#### [DIRECTIONS]
Below is a set of records; print all of them exactly as written.
-- begin --
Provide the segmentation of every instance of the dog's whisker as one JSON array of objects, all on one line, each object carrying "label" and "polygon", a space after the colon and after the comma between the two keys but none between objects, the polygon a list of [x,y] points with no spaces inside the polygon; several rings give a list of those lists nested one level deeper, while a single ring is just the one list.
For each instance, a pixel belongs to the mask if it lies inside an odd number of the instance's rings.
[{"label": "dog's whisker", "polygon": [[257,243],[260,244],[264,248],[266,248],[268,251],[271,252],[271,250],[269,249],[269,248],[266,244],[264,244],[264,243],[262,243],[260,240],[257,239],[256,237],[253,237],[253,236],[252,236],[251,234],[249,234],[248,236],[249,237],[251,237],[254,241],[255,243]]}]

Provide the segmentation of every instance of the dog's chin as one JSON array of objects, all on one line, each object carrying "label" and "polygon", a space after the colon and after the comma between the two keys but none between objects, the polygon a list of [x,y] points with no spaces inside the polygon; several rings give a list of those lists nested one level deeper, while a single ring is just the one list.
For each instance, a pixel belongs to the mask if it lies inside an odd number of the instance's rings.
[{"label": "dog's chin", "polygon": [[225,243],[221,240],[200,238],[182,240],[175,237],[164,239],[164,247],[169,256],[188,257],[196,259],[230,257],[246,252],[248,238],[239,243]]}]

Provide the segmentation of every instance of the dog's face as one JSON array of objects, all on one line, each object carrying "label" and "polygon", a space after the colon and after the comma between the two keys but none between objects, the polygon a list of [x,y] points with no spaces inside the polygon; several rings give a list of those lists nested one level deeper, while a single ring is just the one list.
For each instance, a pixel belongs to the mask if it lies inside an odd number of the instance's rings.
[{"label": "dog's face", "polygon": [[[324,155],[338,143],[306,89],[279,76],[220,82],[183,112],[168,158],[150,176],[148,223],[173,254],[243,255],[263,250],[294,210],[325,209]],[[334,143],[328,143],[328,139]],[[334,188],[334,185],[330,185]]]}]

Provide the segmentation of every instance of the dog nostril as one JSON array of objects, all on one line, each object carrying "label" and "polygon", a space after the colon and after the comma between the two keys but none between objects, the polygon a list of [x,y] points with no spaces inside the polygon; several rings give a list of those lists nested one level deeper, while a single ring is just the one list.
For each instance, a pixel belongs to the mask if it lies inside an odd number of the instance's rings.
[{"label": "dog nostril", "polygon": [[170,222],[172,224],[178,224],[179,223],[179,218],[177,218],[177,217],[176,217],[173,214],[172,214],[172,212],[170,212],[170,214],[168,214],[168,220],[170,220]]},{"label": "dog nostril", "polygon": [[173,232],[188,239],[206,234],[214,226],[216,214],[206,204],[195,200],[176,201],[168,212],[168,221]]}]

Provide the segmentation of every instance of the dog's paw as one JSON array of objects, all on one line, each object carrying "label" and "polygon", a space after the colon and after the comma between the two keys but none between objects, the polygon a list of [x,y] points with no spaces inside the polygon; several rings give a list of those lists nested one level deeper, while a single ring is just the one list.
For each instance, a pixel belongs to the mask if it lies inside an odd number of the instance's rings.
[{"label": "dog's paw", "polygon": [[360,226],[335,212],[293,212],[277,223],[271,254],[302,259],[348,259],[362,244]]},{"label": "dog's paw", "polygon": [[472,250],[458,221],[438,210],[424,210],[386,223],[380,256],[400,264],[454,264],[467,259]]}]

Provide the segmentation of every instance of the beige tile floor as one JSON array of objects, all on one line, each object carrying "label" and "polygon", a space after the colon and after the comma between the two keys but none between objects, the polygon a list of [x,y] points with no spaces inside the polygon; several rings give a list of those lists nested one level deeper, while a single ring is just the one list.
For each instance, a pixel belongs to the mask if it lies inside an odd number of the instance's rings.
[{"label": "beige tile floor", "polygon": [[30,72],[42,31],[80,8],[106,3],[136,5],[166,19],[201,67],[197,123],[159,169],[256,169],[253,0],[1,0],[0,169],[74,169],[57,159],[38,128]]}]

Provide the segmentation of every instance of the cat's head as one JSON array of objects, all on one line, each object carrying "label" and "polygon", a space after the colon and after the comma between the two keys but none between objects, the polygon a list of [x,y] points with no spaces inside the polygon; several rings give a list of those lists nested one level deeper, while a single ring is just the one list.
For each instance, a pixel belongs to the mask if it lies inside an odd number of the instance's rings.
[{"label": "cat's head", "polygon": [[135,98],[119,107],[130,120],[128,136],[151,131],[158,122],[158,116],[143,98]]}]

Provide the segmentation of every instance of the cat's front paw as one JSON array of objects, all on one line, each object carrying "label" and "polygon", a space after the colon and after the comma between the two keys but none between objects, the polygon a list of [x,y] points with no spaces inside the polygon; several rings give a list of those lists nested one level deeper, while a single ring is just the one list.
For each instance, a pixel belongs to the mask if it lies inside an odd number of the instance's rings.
-- end --
#### [ANSWER TO THE PROBLEM]
Provide the segmentation of every instance of the dog's whisker as one JSON array of objects, all on one line, each object carrying "label" and "polygon", a space after the colon and after the comma between the two keys but none between objects, the polygon a list of [x,y] points with no spaces inside the polygon; several rings give a list of those lists nested one level deeper, while a single ring is just the one list.
For each instance, a pixel belongs to the mask if it lies inside an odd number of the instance's rings.
[{"label": "dog's whisker", "polygon": [[257,243],[260,244],[264,248],[266,248],[268,251],[271,252],[271,250],[269,249],[269,248],[266,244],[264,244],[264,243],[262,243],[260,240],[257,239],[256,237],[253,237],[253,236],[252,236],[251,234],[249,234],[248,236],[249,237],[251,237],[254,241],[255,243]]}]

Provide the segmentation of every instance of the dog's chin as one JSON array of objects, all on one line, each object carrying "label" and "polygon", a space after the colon and after the comma between the two keys but none between objects, the polygon a list of [x,y] points with no spaces inside the polygon; several rings give a list of those lists nested one level deeper, while a single ring is just the one list.
For each instance, a pixel belongs to the mask if it lies inside an odd number of the instance's rings.
[{"label": "dog's chin", "polygon": [[225,243],[221,240],[200,238],[182,240],[175,237],[164,239],[164,247],[169,256],[188,257],[196,259],[230,257],[246,252],[248,238],[239,243]]}]

Provide the segmentation of every instance of the dog's face as one JSON array of objects, all on one line, each object carrying "label" and "polygon", a space after the colon and after the comma between the two keys but none between objects, the polygon a list of [x,y] points with no spaces inside the polygon; several rings give a list of those lists nested one level deeper, while a single ring is just the one list.
For each instance, a pixel belongs to the mask if it lies inside an odd number of the instance's rings.
[{"label": "dog's face", "polygon": [[[324,155],[338,143],[306,89],[279,76],[220,82],[183,112],[168,158],[150,176],[148,223],[173,254],[243,255],[263,250],[294,210],[325,209]],[[334,143],[328,143],[328,139]],[[334,188],[334,185],[330,185]]]}]

Provide the segmentation of every instance of the dog nostril as one JSON array of objects, all on one line, each object carrying "label" and "polygon", a space after the colon and after the comma between the two keys but none between objects, the polygon a list of [x,y] points with no spaces inside the polygon; several rings give a list of those lists nested one level deeper, while a single ring is just the one list.
For each instance, a pixel belongs to the mask if it lies inside an odd number of the instance's rings.
[{"label": "dog nostril", "polygon": [[170,222],[172,224],[178,224],[179,223],[179,218],[177,218],[177,217],[176,217],[173,214],[172,214],[172,212],[170,212],[170,214],[168,214],[168,220],[170,220]]},{"label": "dog nostril", "polygon": [[173,232],[188,239],[206,234],[214,226],[216,214],[206,204],[195,200],[176,201],[168,212],[168,221]]}]

Provide the segmentation of every instance of the dog's paw as one JSON array of objects, all on one line, each object carrying "label" and "polygon", a space after the colon and after the comma between the two keys but none between objects, the polygon a list of [x,y] points with no spaces inside the polygon; several rings give a list of those lists nested one level deeper, while a single ring is just the one list.
For each instance, a pixel belongs to the mask if it lies inside an odd number of the instance's rings.
[{"label": "dog's paw", "polygon": [[360,226],[335,212],[293,212],[277,223],[271,254],[302,259],[348,259],[362,244]]},{"label": "dog's paw", "polygon": [[472,250],[458,221],[438,210],[424,210],[386,223],[380,256],[400,264],[454,264],[467,259]]}]

Provide the segmentation of every instance of the beige tile floor as one JSON array of objects, all on one line, each object carrying "label" and "polygon", a space after the colon and after the comma between the two keys but none between objects, the polygon a list of [x,y] points with no spaces inside the polygon; several rings give a list of those lists nested one level deeper, while a single ring is just the one list.
For each instance, a pixel belongs to the mask if it lies inside an odd number of the instance's rings.
[{"label": "beige tile floor", "polygon": [[30,72],[42,31],[80,8],[106,3],[136,5],[166,19],[201,67],[197,123],[159,169],[256,169],[253,0],[1,0],[0,169],[74,169],[57,159],[38,128]]}]

Provide the segmentation of every instance of the cat's head as one JSON array of objects, all on one line, each object carrying "label" and "polygon", a space after the colon and after the comma between the two keys but none between objects, the polygon a list of [x,y] points with no spaces inside the polygon; several rings give a list of those lists nested one level deeper, while a single ring is just the one list.
For each instance, a pixel belongs to the mask if it lies inside an odd number of the instance's rings.
[{"label": "cat's head", "polygon": [[135,98],[119,107],[130,120],[128,136],[151,131],[158,122],[158,116],[143,98]]}]

Provide the segmentation of every instance of the cat's front paw as one JSON array of objects, all on one line, each object carrying "label" and "polygon", a space after the colon and after the comma between the two keys but none between objects, the polygon a list of [x,y] points with no spaces inside the polygon; several rings give a list of those lists nested one level deeper, while a single ring is just the one list.
For each instance, a pixel belongs to the mask if it lies inside an odd number of the instance's rings.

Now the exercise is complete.